What is expected => Your answer must contain only the lines from the one containing "box in this photo, one per instance." through the end of the entries below, reproduced character for character.

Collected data
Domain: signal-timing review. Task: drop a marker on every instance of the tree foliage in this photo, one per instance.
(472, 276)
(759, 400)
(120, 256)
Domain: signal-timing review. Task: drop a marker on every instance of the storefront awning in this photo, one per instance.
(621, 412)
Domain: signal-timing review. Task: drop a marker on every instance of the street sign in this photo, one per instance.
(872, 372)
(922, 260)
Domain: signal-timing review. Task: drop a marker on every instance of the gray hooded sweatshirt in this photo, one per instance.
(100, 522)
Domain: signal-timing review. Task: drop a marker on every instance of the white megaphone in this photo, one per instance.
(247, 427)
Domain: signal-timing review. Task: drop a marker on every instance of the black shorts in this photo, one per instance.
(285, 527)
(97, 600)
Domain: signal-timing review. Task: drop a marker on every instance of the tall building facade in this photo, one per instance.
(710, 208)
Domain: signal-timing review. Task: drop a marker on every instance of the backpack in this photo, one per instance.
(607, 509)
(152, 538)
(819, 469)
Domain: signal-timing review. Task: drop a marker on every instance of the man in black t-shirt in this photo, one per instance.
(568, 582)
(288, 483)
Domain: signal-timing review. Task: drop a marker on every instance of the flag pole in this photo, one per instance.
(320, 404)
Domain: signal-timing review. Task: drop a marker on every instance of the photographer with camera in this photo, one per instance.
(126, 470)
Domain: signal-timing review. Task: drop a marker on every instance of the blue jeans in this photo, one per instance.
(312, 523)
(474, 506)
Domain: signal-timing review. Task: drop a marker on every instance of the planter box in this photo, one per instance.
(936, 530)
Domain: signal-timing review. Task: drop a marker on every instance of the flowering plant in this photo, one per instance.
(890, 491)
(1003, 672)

Response box =>
Domain: signal-timing review. Task: drop a marker on every instance of the planter box in this photo, one per instance.
(936, 530)
Domain: signal-timing review. Task: drop a marker on every instance of the flowering plant in this photo, one per instance.
(890, 491)
(1003, 672)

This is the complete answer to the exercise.